*COMPLETE THE FOLLOWING:*
(a) Using the film synopsis below, decide whether each statement agrees with it: (i) Mary Haines works part-time creating designs for her father's clothing company; (ii) Sylvie Fowler is married to a rich financier; (iii) Crystal Allen works behind the perfume counter at Saks Fifth Avenue. Answer yes or no for each and quote the deciding words from the synopsis.
(b) Carry on the film synopsis below, starting after its final sentence.

*TEXT PASSAGE:*

* * *

Opening Day: 8 January 2009

Synopsis:

"The Women" tells the story of Mary Haines (Meg Ryan), a clothing designer who seems to have it all – a beautiful country home, a rich financier husband, an adorable 11-year-old daughter and a part-time career creating designs for her father's venerable clothing company. Her best friend, Sylvie Fowler (Annette Bening), leads another enviable life – a happily single editor of a prominent fashion magazine, a possessor of a huge closet of designer clothes and a revered arbiter of taste and style poised on New York's cutting edge. But when Mary's husband enters into an affair with Crystal Allen (Eva Mendes), a sultry 'spritzer girl' lurking behind the Saks Fifth Avenue perfume counter, all hell breaks loose. Mary and Sylvie's relationship is tested to the breaking point while their tight-knit circle of friends, including mega-mommy Edie Cohen (Debra Messing) and author Alex Fisher (Jada Pinkett-Smith), all start to question their own friendships and romantic relationships as well.

* * *

*Records from a collection:*
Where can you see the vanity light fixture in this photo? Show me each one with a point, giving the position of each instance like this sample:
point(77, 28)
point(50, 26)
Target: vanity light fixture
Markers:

* * *

*RESPONSES IN ORDER:*
(a)
(i) Yes: "a part-time career creating designs for her father's venerable clothing company"
(ii) No: "a happily single editor of a prominent fashion magazine"
(iii) Yes: "a sultry 'spritzer girl' lurking behind the Saks Fifth Avenue perfume counter"

(b)
Movie Review:


The Women was a 1939 George Cukor classic acclaimed as sharp social commentary about the pampered lives of various Manhattan socialites. But to appreciate this contemporary version set similarly in New York, it’s best to set aside any expectations you may have from the original.

Instead, this update by the creator of the Emmy-award winning series Murphy Brown is clearly more heavily influenced by a certain successful TV series (and most recently movie spinoff) about the lives and loves of a particular group of friends. It’s not hard to draw such comparisons- four being the magic number here as well. Yes, I’m referring to Sex and the City- but with less comedy and more drama.

The Carrie Bradshaw of this story is a particular Mary Haines (Meg Ryan) who appears to be living a perfect life- a beautiful country home, a wealthy financier husband and a cute 11-year old daughter- until she finds out that her husband has been cheating on her with a salesgirl that sells perfume at Saks Fifth Avenue (the “spritzer girl” as what the adulterer is commonly referred as).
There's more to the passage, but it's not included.